Problem:
Please format the lines below as a numbered list with blank lines omitted, starting at the line that contains "of the cobblestone" and ending at the last of the rows. Include no other lines.

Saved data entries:
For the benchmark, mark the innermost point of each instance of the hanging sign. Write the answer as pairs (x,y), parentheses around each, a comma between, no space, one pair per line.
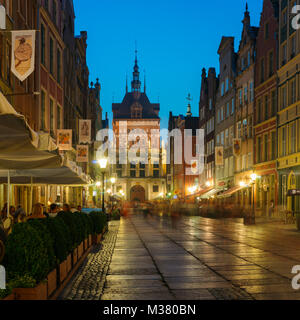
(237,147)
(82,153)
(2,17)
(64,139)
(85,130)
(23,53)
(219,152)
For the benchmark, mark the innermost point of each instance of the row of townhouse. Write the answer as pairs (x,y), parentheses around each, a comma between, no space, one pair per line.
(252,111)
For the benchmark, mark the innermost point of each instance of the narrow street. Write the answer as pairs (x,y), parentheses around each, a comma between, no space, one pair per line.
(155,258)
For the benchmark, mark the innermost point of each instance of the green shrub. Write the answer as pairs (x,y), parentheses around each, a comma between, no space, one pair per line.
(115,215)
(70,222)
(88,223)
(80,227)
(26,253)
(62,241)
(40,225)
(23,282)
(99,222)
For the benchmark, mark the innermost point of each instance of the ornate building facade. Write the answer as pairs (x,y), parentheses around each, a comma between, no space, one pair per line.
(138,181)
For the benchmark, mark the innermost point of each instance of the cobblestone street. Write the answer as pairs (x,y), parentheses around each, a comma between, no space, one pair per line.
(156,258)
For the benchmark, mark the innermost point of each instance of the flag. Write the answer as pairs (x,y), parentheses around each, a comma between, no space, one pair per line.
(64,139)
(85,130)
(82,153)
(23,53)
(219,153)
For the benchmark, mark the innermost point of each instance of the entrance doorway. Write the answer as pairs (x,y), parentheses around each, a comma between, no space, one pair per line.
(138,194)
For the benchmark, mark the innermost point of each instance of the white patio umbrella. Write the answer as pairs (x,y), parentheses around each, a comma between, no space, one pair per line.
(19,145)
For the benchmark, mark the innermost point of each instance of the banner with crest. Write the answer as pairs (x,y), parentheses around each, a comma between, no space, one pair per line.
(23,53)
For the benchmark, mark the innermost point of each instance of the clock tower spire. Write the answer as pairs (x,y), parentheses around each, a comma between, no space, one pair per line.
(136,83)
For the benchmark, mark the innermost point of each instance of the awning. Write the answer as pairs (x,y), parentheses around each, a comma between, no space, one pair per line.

Full solution:
1. For the benchmark, mark the innermost point of each instance of the cobblestone street. Write the answer as pairs (x,y), parentheses around each, a comma between, no space, one pair per line.
2. (156,258)
3. For the benchmark, mark the innermost point of each instance of the flag. Write the answer as pairs (x,y), parentheses around each, a comma between, no space, one pair per line.
4. (64,139)
5. (85,130)
6. (82,153)
7. (23,53)
8. (219,153)
9. For the benchmark, mark the innermost point of each instance of the entrance doorway. Write the answer as pairs (x,y), parentheses around each, a comma between, no space, one pair per line.
10. (138,194)
11. For the benchmark, mark the innermost point of each instance of the white patio umbrella. Write the answer as pairs (x,y), parentheses around each, a comma between, no space, one pair per line.
12. (19,145)
13. For the benchmark, mark the innermost point of each instance of the banner with crest. Write the answer as pairs (x,y), parentheses around each, a comma between, no space, one pair per line.
14. (23,53)
15. For the benchmark, mark the innermost point of each instance of the clock tower spire. Write the answer as pairs (x,y), parentheses around each, a comma between, no space, one pair per line.
16. (136,83)
17. For the benchmark, mark the innermost point of each instance of the awning. Write the answer as pairs (x,y), parentheses around each, a comma between, no space, one pair per line.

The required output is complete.